──────── Supplied information ────────
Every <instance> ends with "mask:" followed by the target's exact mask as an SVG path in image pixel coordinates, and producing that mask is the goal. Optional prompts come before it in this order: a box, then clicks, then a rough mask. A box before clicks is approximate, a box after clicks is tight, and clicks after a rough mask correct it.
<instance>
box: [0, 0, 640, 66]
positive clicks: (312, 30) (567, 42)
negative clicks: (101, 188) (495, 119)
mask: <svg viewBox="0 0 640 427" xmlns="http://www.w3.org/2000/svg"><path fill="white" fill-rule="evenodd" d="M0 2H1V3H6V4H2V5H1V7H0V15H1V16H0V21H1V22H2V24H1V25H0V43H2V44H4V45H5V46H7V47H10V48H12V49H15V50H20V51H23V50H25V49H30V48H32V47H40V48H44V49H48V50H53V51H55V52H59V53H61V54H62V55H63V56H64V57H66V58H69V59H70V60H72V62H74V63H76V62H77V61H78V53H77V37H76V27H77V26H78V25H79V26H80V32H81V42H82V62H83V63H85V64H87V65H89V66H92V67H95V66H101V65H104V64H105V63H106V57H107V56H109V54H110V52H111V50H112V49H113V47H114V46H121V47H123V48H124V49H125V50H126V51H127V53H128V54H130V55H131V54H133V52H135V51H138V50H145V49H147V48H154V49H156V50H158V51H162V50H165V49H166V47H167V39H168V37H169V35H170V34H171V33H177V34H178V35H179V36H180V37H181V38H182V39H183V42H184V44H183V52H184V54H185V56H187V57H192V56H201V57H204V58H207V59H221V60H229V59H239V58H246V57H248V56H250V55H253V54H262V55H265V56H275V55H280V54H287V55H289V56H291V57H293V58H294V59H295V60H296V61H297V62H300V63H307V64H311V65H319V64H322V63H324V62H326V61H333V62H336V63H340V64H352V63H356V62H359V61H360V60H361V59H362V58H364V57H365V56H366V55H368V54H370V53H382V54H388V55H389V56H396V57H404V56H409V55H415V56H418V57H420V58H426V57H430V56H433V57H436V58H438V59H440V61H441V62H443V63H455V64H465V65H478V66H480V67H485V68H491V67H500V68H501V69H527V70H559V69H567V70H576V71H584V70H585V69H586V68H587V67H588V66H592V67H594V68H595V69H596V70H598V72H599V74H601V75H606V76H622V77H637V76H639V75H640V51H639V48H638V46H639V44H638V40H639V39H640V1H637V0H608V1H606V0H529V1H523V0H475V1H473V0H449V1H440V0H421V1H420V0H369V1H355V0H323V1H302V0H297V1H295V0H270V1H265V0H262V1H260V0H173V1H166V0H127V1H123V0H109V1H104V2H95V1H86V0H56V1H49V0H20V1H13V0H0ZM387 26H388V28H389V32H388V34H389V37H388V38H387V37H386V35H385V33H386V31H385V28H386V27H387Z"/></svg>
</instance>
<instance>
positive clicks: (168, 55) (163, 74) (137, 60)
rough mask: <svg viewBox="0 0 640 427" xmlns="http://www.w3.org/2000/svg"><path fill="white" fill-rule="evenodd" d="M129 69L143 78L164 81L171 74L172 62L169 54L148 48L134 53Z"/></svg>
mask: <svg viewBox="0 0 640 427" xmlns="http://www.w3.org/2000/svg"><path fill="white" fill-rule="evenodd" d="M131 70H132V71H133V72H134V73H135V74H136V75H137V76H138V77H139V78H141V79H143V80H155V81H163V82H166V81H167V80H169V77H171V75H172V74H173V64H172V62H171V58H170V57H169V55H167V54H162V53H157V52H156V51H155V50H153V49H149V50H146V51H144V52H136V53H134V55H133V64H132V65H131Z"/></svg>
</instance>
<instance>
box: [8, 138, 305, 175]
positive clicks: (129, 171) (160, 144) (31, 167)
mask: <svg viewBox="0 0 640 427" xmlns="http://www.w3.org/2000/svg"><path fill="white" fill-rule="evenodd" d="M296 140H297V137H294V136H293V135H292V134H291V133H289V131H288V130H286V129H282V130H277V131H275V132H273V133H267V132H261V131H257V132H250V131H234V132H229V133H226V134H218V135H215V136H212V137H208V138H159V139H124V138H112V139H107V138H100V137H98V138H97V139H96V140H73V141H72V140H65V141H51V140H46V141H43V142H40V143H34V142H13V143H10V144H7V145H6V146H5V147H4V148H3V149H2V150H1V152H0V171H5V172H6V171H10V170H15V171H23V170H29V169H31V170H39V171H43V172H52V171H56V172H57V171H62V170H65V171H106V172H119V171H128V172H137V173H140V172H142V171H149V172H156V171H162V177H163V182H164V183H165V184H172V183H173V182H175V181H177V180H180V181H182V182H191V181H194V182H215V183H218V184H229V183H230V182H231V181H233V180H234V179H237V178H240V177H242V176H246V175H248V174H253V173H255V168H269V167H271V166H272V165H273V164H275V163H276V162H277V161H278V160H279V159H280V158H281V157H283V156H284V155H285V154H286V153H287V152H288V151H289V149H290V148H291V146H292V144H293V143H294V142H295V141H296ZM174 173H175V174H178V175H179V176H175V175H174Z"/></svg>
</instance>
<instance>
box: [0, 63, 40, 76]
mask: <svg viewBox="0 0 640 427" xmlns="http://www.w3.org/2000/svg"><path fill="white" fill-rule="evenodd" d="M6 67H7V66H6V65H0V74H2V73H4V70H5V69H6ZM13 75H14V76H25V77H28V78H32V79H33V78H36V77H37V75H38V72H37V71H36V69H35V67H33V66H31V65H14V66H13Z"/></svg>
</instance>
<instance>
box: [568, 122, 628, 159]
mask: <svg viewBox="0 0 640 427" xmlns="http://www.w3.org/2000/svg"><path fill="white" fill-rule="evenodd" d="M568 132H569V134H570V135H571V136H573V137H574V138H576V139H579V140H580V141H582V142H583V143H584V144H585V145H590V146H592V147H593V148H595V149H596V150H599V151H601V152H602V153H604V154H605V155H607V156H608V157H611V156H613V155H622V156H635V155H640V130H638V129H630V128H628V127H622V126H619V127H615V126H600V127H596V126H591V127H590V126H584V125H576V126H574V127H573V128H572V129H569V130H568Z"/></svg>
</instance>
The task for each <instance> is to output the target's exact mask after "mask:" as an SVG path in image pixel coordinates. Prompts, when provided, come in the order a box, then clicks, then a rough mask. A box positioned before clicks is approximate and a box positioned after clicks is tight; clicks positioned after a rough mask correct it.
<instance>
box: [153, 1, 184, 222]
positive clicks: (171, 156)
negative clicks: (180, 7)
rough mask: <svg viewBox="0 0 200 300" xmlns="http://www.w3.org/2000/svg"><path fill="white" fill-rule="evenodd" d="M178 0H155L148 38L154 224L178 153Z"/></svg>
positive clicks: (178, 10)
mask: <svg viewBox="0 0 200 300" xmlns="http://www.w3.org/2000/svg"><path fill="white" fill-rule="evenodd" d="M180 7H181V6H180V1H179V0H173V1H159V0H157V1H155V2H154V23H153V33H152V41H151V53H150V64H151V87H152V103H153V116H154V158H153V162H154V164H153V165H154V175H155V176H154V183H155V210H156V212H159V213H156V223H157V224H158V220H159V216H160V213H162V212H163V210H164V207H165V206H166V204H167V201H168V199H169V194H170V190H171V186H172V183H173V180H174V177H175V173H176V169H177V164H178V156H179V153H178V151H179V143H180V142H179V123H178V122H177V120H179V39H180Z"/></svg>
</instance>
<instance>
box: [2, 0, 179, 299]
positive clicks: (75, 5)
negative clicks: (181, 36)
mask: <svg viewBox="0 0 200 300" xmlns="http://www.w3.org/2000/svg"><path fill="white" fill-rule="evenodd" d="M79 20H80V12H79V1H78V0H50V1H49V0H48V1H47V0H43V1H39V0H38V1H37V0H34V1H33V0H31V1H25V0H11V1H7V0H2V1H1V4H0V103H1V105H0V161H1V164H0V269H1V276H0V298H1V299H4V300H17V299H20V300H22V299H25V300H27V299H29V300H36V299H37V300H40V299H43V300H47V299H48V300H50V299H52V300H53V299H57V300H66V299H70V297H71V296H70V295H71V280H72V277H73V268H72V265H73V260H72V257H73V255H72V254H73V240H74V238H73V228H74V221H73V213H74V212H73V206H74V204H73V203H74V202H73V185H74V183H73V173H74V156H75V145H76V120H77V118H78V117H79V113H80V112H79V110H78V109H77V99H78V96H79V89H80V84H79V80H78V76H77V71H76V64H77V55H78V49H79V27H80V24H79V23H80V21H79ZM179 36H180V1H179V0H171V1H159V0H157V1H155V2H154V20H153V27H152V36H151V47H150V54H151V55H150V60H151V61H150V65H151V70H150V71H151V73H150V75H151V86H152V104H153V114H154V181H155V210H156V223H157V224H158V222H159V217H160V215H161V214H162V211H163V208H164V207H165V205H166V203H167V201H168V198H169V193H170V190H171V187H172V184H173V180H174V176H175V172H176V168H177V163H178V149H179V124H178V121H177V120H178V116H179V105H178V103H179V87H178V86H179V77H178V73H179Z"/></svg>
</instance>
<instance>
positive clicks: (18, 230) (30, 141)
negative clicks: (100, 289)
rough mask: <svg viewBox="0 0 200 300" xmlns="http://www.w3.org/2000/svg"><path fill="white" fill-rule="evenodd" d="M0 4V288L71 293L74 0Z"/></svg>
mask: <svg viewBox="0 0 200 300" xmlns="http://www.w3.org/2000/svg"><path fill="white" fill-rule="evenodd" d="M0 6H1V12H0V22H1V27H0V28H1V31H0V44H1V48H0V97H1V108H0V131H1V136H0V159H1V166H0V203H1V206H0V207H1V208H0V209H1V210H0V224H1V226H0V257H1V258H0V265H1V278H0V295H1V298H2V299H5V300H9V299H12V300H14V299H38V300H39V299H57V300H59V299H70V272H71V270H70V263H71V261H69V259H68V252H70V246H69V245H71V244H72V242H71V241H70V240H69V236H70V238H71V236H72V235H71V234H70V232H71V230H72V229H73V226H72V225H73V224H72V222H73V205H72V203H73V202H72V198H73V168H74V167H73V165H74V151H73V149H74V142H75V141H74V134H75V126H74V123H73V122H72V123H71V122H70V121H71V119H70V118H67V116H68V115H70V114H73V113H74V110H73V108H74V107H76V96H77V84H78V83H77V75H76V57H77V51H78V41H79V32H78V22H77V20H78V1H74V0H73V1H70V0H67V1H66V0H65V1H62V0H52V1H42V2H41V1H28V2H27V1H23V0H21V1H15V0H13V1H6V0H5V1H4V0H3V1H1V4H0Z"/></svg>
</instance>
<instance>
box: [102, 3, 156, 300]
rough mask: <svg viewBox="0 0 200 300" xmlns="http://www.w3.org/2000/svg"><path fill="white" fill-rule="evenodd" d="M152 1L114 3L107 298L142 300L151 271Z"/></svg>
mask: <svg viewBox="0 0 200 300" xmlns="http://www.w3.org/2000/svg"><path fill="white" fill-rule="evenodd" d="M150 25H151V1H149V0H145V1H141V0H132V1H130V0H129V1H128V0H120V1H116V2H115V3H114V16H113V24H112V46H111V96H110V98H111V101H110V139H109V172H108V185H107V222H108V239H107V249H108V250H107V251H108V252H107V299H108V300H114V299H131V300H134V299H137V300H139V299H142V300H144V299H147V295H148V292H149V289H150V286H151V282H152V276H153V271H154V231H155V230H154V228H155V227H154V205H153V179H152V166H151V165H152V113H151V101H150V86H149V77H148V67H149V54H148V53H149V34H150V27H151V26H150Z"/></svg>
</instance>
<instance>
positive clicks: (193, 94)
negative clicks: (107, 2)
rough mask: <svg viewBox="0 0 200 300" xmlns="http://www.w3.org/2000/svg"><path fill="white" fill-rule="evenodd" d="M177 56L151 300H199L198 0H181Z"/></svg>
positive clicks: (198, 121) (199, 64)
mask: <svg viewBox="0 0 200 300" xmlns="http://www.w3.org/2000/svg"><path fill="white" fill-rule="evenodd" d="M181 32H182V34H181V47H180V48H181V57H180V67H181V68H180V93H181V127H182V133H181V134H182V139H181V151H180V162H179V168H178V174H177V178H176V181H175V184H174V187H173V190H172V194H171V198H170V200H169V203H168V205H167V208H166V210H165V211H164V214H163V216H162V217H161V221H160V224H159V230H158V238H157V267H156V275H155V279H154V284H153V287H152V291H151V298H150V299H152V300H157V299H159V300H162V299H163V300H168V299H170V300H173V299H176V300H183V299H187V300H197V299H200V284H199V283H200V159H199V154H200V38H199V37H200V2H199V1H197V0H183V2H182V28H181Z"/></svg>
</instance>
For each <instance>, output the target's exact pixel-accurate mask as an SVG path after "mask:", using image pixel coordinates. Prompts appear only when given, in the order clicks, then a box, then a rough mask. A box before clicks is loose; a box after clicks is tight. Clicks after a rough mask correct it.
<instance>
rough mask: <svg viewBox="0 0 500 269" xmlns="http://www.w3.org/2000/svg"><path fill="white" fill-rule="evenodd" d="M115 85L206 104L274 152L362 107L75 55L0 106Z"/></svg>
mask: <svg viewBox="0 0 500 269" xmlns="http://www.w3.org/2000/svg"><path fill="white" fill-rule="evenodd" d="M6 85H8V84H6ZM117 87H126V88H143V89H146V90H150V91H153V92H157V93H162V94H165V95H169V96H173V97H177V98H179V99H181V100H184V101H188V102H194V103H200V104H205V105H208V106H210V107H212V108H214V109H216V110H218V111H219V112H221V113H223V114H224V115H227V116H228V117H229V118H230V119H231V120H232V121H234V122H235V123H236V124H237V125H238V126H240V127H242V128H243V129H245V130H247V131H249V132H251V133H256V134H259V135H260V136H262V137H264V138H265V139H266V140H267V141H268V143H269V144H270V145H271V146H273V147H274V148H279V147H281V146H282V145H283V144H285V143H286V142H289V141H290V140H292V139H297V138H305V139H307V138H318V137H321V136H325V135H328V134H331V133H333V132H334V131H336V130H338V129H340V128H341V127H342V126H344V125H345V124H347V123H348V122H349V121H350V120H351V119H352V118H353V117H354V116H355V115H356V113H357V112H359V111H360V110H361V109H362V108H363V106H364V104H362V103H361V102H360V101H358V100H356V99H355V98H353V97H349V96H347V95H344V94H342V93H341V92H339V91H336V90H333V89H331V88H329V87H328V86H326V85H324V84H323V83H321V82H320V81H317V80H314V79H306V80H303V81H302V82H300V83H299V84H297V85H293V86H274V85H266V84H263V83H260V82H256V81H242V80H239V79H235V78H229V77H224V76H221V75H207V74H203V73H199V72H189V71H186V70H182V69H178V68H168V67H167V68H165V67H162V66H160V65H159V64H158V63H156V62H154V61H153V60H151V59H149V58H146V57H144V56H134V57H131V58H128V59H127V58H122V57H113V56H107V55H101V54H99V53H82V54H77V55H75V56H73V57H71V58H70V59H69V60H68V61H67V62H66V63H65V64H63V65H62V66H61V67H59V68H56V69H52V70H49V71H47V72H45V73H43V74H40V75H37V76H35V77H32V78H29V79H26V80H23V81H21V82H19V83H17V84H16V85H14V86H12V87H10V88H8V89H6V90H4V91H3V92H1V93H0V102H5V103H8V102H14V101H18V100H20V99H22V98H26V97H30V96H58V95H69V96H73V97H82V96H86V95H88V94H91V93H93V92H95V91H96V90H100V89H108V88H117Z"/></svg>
────────
Using the records above, repeat exactly the lines from the first one through the line with "box: [0, 0, 640, 66]".

Every <instance> ends with "mask:" followed by the target's exact mask as an SVG path in image pixel coordinates, and producing that mask is the goal. Optional prompts come before it in this order: a box, then clicks, then a rough mask. A box before clicks is approximate, a box after clicks is tight, and clicks after a rough mask correct it.
<instance>
box: [0, 0, 640, 66]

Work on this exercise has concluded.